**Kaynak Metin**.
______________________________

Kamu Emekçileri Sendikası Konfederasyonu (KESK) üyeleri yaptıkları OHAL eyleminde OHAL KHK’ları ile 135 bini aşkın kişinin suç olmayan gerekçelerle kamudan ihraç edildiğini ileri sürerek, “Hukukun temel ilkeleri ayaklar altına alınmıştır” dedi

KESK üyeleri, OHAL eyleminde OHAL KHK’ları ile 135 bini aşkın kişi fişleme, kurum kanaati, sosyal medya paylaşımları, sosyal çevre soruşturması, sendika üyeliği, banka hesabı gibi normal koşullarda suç olmayan gerekçelerle kamudan ihraç edildiğini ileri sürdü. KESK adına açılama yapan Eğitim ve Bilim Emekçileri Sendikası (EĞİTİM SEN) Şube Başkanı Kadir Öztürk, hukukun temellerinin ayaklar altına alındığını iddia ederek, “OHAL’le beraber konfederasyonumuza bağlı sendikalarımızdan ihraç edilenlerin başvurularından  60 üyenin başvurusu kabul edilirken, 135 üyemizin başvurusu reddedilmiştir. İhraç gerekçesinin yargı kararı ile açıkça ortadan kalkmış olmasına rağmen başvuruların reddedilmesi komisyonun iktidar tarafından neden oluşturulduğunu herhangi bir yoruma, değerlendirmeye yer vermeyecek şekilde gözler önüne sermektedir. Komisyon kendisini yargı üstü görürken, “iltisaklı” olmak gibi hukuki bir yaklaşımla ve iktidarın kadrolaşma hedeflerine uygun şekilde keyfi kararlar vermektedir. OHAL Komisyonunun kendisini mahkemelerin yerine koyması hukuksuzdur ve bu şekilde  kararlar vermesi kabul edilemez. Hukuksal niteliği tartışmalı olan OHAL Komisyonu’nun, Türkiye Cumhuriyeti’nin anayasal kurumları olan mahkemeleri yok sayarak karar vermesi açık bir Anayasa ihlalidir. Çünkü Komisyon Türkiye’nin hukuk sistemi içinde belirlenmiş bir yargı mercii değildir” dedi.

“DARBE GİRİŞİMİ, EMEKÇİYE”

______________________________

**Gösterilen Bilgiler**.
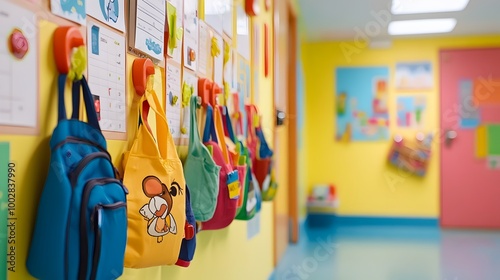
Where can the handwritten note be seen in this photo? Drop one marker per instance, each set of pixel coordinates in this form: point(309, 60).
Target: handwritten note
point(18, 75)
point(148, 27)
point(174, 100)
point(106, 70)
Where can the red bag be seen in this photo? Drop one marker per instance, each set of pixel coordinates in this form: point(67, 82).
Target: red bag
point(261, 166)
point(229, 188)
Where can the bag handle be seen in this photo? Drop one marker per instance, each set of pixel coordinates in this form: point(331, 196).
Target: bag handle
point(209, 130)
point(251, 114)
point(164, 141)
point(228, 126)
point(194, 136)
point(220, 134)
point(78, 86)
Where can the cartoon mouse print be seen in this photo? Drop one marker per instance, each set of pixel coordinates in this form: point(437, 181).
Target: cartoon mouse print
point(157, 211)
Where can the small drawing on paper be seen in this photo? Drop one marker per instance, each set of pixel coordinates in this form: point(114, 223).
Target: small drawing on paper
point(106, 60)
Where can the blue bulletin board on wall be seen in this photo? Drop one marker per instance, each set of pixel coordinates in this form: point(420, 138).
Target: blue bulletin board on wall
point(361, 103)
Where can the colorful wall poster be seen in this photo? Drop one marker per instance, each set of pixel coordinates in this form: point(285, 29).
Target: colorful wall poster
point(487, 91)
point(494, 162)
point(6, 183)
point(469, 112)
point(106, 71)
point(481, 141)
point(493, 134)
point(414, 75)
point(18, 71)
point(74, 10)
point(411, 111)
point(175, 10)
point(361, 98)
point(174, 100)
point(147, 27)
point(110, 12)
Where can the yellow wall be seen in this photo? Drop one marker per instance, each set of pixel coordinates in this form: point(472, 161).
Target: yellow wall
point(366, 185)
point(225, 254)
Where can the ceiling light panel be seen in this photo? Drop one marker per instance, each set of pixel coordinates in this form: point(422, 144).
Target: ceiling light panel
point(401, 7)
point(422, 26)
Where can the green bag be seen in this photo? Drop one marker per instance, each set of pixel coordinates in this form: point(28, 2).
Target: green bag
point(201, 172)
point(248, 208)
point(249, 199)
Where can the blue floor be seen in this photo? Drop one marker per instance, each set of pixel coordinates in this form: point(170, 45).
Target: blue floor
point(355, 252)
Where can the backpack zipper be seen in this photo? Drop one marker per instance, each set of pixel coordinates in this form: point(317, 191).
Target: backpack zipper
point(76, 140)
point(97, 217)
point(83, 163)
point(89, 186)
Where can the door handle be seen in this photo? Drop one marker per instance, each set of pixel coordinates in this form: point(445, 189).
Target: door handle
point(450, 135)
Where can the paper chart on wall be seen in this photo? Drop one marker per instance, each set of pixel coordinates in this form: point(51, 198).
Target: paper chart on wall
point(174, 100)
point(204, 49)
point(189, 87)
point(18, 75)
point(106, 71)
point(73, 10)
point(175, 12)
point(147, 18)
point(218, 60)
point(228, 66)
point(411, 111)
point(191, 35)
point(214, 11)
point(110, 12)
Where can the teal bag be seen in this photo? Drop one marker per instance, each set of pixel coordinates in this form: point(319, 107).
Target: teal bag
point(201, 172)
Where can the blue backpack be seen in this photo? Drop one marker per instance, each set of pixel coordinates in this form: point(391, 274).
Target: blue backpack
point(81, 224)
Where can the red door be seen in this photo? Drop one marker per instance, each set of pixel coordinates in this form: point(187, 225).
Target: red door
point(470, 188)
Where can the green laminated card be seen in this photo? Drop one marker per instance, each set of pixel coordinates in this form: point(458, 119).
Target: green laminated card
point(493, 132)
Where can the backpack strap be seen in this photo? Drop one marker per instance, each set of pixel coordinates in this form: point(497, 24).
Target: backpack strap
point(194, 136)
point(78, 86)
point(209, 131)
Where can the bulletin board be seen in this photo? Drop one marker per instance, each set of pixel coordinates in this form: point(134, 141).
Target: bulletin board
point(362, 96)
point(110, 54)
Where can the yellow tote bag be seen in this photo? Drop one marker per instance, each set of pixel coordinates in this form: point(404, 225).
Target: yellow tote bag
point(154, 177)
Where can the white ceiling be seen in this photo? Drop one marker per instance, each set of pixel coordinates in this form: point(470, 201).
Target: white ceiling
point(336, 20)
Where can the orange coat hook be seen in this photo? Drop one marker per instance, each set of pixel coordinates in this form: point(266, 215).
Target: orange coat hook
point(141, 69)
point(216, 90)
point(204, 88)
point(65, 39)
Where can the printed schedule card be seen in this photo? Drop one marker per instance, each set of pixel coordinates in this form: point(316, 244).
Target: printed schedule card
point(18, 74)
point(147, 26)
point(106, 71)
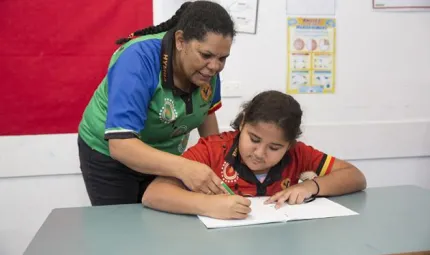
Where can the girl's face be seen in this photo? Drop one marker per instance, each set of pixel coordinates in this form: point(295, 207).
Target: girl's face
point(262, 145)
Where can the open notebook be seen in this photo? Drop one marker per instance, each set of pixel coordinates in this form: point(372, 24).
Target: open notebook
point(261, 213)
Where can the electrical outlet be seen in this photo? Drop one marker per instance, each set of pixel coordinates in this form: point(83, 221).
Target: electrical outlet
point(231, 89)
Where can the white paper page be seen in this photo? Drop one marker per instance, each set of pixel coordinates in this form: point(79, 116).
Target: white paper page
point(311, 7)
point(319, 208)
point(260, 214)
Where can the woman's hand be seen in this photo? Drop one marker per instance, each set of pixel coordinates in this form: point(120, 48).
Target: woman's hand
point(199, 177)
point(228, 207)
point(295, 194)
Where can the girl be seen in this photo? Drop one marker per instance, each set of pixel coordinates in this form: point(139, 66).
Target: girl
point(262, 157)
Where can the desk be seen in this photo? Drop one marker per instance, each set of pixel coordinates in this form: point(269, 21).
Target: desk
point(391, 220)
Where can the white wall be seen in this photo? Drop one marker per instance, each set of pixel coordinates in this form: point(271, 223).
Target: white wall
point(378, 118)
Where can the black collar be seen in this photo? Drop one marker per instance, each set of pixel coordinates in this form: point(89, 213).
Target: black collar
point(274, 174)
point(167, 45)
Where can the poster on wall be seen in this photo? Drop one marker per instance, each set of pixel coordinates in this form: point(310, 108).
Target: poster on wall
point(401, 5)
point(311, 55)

______________________________

**Alıştırma Koşulları**.
KESK'in OHAL eylemiyle ilgili metne göre aşağıdaki soruları yanıtlayın.
(a) OHAL KHK'ları ile kaç kişinin kamudan ihraç edildiği ileri sürülüyor?
(b) Açıklamayı KESK adına kim yaptı?
(c) Konfederasyona bağlı sendikalardan ihraç edilenlerin başvurularından kaç üyenin başvurusu kabul edildi?

**Alıştırma Sonucu**.
(a) 135 bini aşkın kişi.
(b) Eğitim ve Bilim Emekçileri Sendikası (EĞİTİM SEN) Şube Başkanı Kadir Öztürk.
(c) 60 üyenin başvurusu.